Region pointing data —

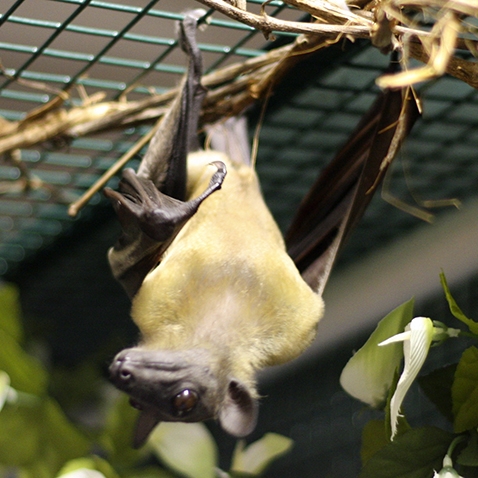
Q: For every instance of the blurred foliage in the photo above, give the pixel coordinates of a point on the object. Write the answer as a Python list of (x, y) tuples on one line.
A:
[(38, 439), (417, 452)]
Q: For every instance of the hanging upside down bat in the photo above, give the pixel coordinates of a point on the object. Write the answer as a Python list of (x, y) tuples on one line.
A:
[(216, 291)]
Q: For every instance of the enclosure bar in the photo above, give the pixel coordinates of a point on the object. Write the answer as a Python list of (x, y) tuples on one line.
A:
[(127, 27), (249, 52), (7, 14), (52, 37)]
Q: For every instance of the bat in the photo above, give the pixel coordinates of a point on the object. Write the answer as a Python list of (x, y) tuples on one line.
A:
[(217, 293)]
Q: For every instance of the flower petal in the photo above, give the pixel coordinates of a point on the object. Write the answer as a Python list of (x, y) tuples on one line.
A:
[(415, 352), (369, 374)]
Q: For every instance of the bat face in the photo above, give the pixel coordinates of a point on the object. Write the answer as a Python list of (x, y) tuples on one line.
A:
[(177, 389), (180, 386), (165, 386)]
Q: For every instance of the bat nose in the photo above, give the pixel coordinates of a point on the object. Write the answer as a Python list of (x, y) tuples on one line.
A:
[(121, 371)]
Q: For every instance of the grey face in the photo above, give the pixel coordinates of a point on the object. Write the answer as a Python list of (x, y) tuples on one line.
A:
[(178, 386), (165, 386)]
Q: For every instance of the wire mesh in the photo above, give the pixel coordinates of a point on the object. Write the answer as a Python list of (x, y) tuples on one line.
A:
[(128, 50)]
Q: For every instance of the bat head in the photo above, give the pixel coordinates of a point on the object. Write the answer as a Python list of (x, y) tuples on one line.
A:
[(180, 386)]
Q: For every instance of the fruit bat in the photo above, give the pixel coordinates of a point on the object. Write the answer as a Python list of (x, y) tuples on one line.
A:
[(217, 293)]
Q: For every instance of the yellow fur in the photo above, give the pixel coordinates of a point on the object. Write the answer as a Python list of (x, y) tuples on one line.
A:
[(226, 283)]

...

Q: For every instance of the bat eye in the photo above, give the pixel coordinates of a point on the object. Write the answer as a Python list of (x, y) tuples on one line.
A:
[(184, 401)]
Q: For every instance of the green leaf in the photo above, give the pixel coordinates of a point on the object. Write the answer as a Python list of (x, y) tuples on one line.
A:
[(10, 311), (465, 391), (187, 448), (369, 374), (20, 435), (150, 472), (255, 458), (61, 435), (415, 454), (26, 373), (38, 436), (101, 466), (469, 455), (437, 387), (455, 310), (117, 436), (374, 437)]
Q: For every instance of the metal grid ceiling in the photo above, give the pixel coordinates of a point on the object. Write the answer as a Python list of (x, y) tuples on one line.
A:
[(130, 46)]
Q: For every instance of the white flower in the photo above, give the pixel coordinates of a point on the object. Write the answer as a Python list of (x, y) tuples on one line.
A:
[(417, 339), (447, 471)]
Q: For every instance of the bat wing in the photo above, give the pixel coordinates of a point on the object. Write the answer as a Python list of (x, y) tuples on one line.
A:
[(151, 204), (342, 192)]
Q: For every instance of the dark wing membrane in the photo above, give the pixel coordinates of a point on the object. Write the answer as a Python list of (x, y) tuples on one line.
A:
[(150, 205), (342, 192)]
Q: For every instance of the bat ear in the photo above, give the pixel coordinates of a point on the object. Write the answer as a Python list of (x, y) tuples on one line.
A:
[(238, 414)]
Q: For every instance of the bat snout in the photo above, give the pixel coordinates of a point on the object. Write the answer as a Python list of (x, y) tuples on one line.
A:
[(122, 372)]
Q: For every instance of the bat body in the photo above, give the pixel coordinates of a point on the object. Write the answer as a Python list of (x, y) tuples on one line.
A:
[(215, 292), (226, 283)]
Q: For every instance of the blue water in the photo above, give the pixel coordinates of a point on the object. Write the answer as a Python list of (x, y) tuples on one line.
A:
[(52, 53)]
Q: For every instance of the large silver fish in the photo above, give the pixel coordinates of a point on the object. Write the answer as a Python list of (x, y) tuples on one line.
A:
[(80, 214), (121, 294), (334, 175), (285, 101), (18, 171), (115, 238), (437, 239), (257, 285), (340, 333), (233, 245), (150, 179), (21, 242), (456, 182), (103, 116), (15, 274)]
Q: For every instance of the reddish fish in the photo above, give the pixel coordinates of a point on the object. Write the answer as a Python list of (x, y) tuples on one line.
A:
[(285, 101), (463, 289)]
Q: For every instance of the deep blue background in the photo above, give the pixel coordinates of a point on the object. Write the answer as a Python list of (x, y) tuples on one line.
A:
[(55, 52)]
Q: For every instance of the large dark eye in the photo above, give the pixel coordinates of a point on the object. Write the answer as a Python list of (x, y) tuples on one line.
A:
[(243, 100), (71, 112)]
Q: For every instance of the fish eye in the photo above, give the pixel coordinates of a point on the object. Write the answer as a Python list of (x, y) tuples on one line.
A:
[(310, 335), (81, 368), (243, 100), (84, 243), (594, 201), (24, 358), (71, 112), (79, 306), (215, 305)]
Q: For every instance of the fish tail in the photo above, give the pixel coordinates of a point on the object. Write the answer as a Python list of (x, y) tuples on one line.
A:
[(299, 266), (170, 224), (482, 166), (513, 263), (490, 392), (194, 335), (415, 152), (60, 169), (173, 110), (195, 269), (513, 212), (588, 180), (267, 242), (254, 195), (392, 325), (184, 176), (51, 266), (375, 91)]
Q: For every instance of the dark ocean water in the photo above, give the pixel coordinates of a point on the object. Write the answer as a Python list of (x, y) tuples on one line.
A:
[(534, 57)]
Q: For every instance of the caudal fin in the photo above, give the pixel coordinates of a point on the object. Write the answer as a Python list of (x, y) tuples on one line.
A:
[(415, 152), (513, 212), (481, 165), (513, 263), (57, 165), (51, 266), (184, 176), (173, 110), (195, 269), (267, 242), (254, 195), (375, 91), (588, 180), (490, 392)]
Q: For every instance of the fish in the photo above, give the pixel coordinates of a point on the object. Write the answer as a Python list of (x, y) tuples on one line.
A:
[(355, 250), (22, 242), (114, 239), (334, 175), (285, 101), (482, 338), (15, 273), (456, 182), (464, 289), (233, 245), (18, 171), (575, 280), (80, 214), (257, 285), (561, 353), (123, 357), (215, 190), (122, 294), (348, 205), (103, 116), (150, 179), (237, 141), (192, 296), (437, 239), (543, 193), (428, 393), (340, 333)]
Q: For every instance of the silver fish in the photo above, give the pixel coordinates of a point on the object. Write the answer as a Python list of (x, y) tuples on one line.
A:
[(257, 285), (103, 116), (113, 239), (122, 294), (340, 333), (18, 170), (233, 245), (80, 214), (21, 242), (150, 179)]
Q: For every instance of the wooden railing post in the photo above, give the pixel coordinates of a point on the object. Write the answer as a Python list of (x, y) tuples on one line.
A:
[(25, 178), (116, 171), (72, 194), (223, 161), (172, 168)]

...

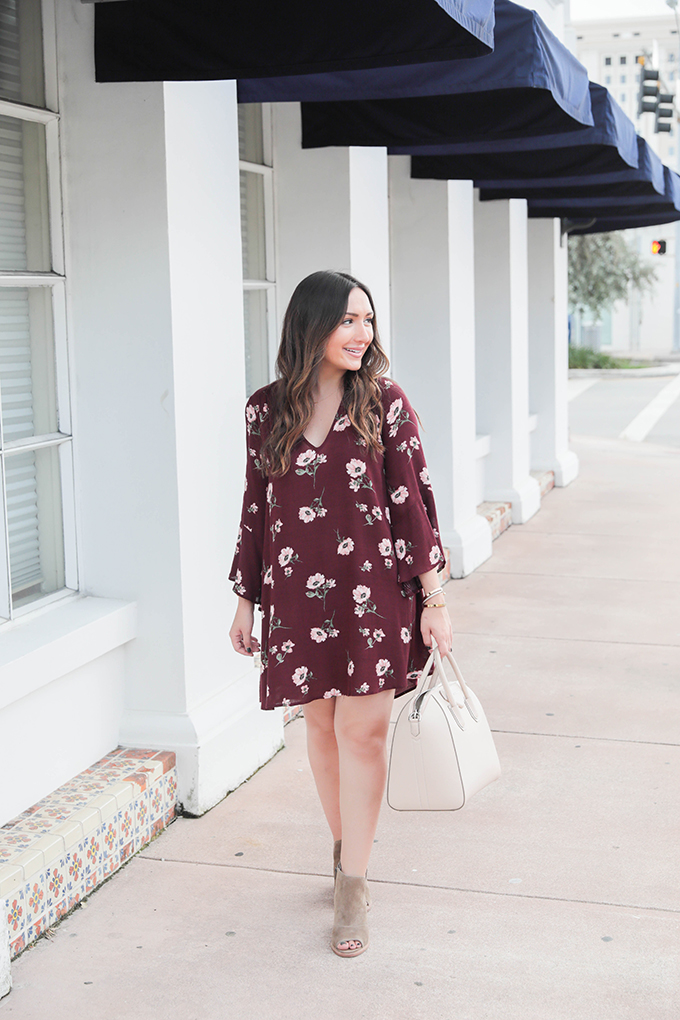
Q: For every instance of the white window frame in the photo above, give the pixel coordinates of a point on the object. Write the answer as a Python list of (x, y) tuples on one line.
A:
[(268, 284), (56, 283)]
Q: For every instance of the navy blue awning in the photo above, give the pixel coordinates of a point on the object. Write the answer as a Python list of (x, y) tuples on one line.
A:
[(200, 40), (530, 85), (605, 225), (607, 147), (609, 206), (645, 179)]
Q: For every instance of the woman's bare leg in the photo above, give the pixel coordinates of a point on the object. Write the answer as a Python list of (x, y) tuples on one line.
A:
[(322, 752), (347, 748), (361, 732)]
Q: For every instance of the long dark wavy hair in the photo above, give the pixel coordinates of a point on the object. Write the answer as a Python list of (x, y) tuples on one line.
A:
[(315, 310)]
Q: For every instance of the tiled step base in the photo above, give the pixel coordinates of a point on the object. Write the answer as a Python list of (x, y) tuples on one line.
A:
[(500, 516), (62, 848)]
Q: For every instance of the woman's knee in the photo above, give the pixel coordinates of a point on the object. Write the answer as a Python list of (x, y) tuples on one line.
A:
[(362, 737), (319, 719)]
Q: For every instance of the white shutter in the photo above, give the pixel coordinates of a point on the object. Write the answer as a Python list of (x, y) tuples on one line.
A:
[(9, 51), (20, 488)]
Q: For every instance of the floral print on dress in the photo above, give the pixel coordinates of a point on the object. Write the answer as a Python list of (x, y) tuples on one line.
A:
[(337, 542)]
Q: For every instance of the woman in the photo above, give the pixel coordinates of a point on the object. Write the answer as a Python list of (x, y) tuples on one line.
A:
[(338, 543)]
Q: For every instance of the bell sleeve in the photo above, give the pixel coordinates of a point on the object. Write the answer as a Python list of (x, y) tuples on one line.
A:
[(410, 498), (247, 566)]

TASK TO COMPLETE —
Scan the records above. Return every line with "blue" in it.

EXERCISE OUTPUT —
Q: For every instance of the blue water in the photo above, give the pixel coordinates of a point on the object. Write the answer as a Python list of (x, y) tuples on one line.
Q: For every instance of the deep blue background in the photo above, give the pixel coordinates of a point on the object. Write the answer as a Python list of (x, y) tuples on one line.
Q: For every instance of the navy blue awning in the photo above, give the pixel coordinates of a point on the object. Write the answer as a Python list of (x, y) tuples on one line.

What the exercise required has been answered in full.